■ What to produce ■
Please decide whether each statement agrees with the court passage below, answering yes or no and quoting the passage's deciding words exactly. 1. Tallinn Administrative Court initiated the review of constitutionality. 2. Tallinn Prison itself carries out criminal proceedings. 3. Tallinn Prison argued that giving it discretion could lead to unequal treatment of similar persons in custody.

■ Extract to read ■
117. In the instant case, several participants in the proceedings, including Tallinn Administrative Court itself, which initiated the review of constitutionality, have pointed out the fact that assessing the risk posed by a person from the aspect of criminal procedural law does not fall within the competence of administrative courts, and especially not within the competence of an administrative authority such as a prison. Tallinn Prison has additionally contended that, if it were afforded the right of discretion, unequal treatment of similar persons in custody would not be ruled out, since the prison, as an administrative authority which does not itself carry out criminal proceedings, has no substantive competence to treat equal groups equally.

■ Records shown ■
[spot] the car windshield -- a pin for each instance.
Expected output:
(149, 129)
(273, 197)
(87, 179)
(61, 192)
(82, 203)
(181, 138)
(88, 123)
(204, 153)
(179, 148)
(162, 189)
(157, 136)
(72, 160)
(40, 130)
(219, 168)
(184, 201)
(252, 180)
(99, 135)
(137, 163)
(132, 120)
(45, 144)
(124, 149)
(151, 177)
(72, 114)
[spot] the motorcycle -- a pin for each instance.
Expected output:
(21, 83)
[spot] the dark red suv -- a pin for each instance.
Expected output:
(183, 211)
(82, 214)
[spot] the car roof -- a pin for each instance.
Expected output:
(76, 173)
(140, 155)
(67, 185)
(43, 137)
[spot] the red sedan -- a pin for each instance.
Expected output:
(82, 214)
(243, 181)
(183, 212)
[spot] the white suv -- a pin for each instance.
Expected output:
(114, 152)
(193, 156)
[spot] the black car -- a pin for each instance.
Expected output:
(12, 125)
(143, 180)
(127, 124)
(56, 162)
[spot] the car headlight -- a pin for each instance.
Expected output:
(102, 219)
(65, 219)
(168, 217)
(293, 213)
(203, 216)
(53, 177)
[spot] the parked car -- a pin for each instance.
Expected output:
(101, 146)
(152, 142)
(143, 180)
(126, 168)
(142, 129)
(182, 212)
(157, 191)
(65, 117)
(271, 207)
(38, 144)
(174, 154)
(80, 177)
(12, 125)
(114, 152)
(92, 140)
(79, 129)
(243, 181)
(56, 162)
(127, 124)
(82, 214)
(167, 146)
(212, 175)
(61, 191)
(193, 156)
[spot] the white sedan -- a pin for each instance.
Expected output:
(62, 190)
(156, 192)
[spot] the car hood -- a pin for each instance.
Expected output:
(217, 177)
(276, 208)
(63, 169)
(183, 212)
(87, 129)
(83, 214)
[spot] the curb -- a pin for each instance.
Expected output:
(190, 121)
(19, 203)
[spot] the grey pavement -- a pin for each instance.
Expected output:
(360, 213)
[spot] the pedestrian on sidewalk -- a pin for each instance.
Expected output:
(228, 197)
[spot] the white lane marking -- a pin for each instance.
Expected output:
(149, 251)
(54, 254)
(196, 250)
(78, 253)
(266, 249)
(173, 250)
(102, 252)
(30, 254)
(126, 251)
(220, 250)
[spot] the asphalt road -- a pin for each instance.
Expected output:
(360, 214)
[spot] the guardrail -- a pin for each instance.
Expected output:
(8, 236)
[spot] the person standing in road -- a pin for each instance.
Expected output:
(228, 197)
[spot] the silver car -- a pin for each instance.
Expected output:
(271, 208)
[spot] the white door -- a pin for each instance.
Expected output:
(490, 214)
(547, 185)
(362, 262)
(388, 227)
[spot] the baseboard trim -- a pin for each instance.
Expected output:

■ Exercise solution ■
1. Yes: "including Tallinn Administrative Court itself, which initiated the review of constitutionality"
2. No: "as an administrative authority which does not itself carry out criminal proceedings"
3. Yes: "if it were afforded the right of discretion, unequal treatment of similar persons in custody would not be ruled out"